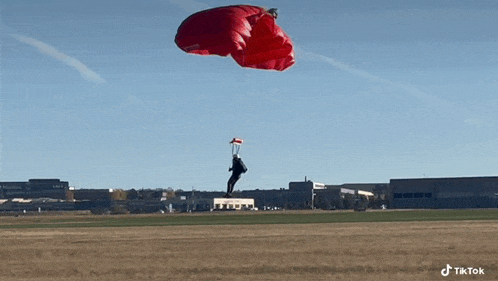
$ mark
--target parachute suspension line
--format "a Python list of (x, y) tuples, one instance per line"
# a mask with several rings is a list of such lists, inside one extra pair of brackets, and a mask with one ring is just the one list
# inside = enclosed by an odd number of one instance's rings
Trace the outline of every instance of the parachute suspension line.
[(239, 154), (239, 150), (240, 150), (240, 145), (232, 143), (232, 155)]
[(232, 155), (234, 154), (239, 154), (240, 150), (240, 145), (244, 142), (244, 140), (239, 139), (239, 138), (233, 138), (230, 141), (230, 144), (232, 145)]

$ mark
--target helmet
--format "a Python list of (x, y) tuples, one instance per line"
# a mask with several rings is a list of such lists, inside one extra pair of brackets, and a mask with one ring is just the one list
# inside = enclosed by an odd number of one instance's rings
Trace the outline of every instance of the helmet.
[(268, 13), (273, 16), (274, 19), (277, 19), (278, 13), (277, 13), (277, 8), (271, 8), (268, 10)]
[(233, 158), (240, 158), (238, 154), (234, 154)]

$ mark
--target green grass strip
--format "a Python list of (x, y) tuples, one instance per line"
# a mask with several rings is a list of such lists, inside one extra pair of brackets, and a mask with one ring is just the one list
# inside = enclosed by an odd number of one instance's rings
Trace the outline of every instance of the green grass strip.
[(204, 213), (181, 215), (120, 215), (80, 217), (17, 217), (0, 219), (0, 229), (13, 228), (75, 228), (75, 227), (137, 227), (174, 225), (249, 225), (306, 224), (348, 222), (408, 222), (497, 220), (498, 210), (417, 210), (376, 212), (256, 212)]

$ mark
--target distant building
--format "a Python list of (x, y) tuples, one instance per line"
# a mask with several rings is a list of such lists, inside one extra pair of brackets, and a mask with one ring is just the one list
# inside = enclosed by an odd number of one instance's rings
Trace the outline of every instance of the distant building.
[(387, 183), (344, 183), (340, 185), (331, 185), (327, 184), (325, 187), (327, 189), (339, 189), (339, 188), (346, 188), (346, 189), (352, 189), (352, 190), (363, 190), (363, 191), (370, 191), (373, 192), (376, 187), (378, 186), (387, 186)]
[(214, 210), (249, 210), (254, 208), (252, 198), (214, 198)]
[(325, 184), (310, 180), (289, 182), (289, 191), (291, 192), (311, 192), (312, 189), (325, 189)]
[(59, 179), (30, 179), (27, 182), (0, 182), (0, 198), (52, 198), (66, 200), (69, 183)]
[(496, 208), (498, 177), (392, 179), (391, 208)]
[(358, 205), (374, 207), (376, 195), (372, 192), (378, 183), (346, 183), (324, 185), (314, 190), (313, 207), (318, 209), (350, 209)]
[(76, 189), (74, 200), (78, 201), (111, 201), (112, 189)]

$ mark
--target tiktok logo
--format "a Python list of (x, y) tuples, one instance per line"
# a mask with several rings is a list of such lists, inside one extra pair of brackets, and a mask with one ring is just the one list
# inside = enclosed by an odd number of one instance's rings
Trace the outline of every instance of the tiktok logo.
[[(443, 268), (441, 270), (441, 275), (443, 276), (448, 276), (451, 273), (451, 270), (453, 267), (451, 265), (447, 264), (446, 268)], [(455, 267), (455, 274), (456, 275), (483, 275), (484, 274), (484, 268), (477, 268), (477, 267)]]
[(451, 267), (451, 265), (447, 264), (446, 268), (443, 268), (443, 270), (441, 270), (441, 275), (443, 275), (445, 277), (448, 276), (448, 275), (450, 275), (450, 271), (451, 271), (452, 268), (453, 267)]

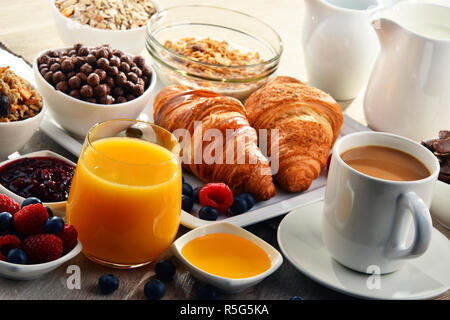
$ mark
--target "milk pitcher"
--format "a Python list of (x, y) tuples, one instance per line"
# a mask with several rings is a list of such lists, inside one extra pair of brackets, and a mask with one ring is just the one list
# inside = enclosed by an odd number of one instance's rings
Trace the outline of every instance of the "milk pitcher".
[(400, 2), (371, 23), (381, 43), (364, 98), (368, 125), (416, 141), (450, 128), (450, 7)]
[(370, 15), (381, 0), (305, 0), (302, 45), (308, 84), (337, 100), (355, 98), (379, 52)]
= = =
What you need to do
Write the material out again exactly as it appears, dropping the pictures.

Task response
$ mark
--target parachute suspension line
--format "a Python list of (x, y) tuples, one instance per line"
# a mask with several rings is a list of such lists, inside one extra pair of brackets, and a mask with one ring is just the one list
# inside = enclosed by an odd number of one instance's rings
Trace the outline of every instance of the parachute suspension line.
[(239, 154), (239, 150), (240, 150), (240, 145), (232, 143), (232, 155)]
[(232, 155), (234, 154), (239, 154), (240, 150), (240, 145), (244, 142), (244, 140), (239, 139), (239, 138), (233, 138), (230, 141), (230, 144), (232, 145)]

$ mark
--target helmet
--format "a Python list of (x, y) tuples, one instance per line"
# a mask with several rings is a list of such lists, inside one extra pair of brackets, and a mask with one ring is just the one list
# inside = enclosed by an odd number of one instance's rings
Trace the outline of every instance of the helmet.
[(268, 13), (273, 16), (274, 19), (277, 19), (278, 13), (277, 13), (277, 8), (271, 8), (268, 10)]
[(233, 158), (240, 158), (238, 154), (234, 154)]

$ mark
--target green grass strip
--format "a Python list of (x, y) tuples, one instance per line"
# a mask with several rings is a list of such lists, inside one extra pair of brackets, and a mask with one ring is just the one list
# inside = enclosed by an odd number of one instance's rings
Trace the outline of every instance of the green grass strip.
[(204, 213), (181, 215), (120, 215), (80, 217), (17, 217), (0, 219), (0, 229), (13, 228), (75, 228), (75, 227), (137, 227), (174, 225), (249, 225), (306, 224), (348, 222), (408, 222), (497, 220), (498, 210), (417, 210), (376, 212), (256, 212)]

$ mark
--target distant building
--format "a Python list of (x, y) tuples, one instance per line"
# a mask with several rings is a list of such lists, inside one extra pair of brackets, and a mask with one ring is just the one list
# inside = enclosed by an odd number of one instance's rings
Trace the outline of every instance of the distant building.
[(387, 183), (344, 183), (340, 185), (331, 185), (327, 184), (325, 187), (327, 189), (339, 189), (339, 188), (346, 188), (346, 189), (352, 189), (352, 190), (363, 190), (363, 191), (370, 191), (373, 192), (376, 187), (378, 186), (387, 186)]
[(214, 210), (249, 210), (254, 208), (252, 198), (214, 198)]
[(325, 184), (310, 180), (289, 182), (289, 191), (291, 192), (311, 192), (312, 189), (325, 189)]
[(59, 179), (30, 179), (27, 182), (0, 182), (0, 198), (52, 198), (66, 200), (69, 183)]
[(496, 208), (498, 177), (392, 179), (391, 208)]
[(358, 205), (374, 207), (376, 195), (372, 192), (378, 183), (346, 183), (324, 185), (314, 190), (313, 207), (318, 209), (350, 209)]
[(76, 189), (74, 200), (78, 201), (111, 201), (112, 189)]

$ mark
--target tiktok logo
--format "a Python list of (x, y) tuples, one instance per line"
# a mask with several rings is a list of such lists, inside one extra pair of brackets, and a mask with one ring is just the one list
# inside = enclosed by an odd number of one instance's rings
Trace the outline of every instance of the tiktok logo.
[[(443, 268), (441, 270), (441, 275), (443, 276), (448, 276), (451, 273), (451, 270), (453, 267), (451, 265), (447, 264), (446, 268)], [(455, 267), (455, 274), (456, 275), (483, 275), (484, 274), (484, 268), (477, 268), (477, 267)]]
[(451, 267), (451, 265), (447, 264), (446, 268), (443, 268), (443, 270), (441, 270), (441, 275), (443, 275), (445, 277), (448, 276), (448, 275), (450, 275), (450, 271), (451, 271), (452, 268), (453, 267)]

$ mark
--target "milk pitcher"
--format "a Python list of (x, y) tuples, one instance per line"
# a mask with several rings is a list of such lists, inside one extra pair of brackets, and a mask with one ring is just the one list
# inside = enclosed by an odd number of one instance's rings
Trace the outline of every instance of the "milk pitcher".
[(400, 2), (371, 23), (381, 43), (364, 98), (368, 125), (416, 141), (450, 128), (450, 7)]
[(370, 15), (381, 0), (305, 0), (302, 45), (308, 84), (337, 100), (355, 98), (379, 52)]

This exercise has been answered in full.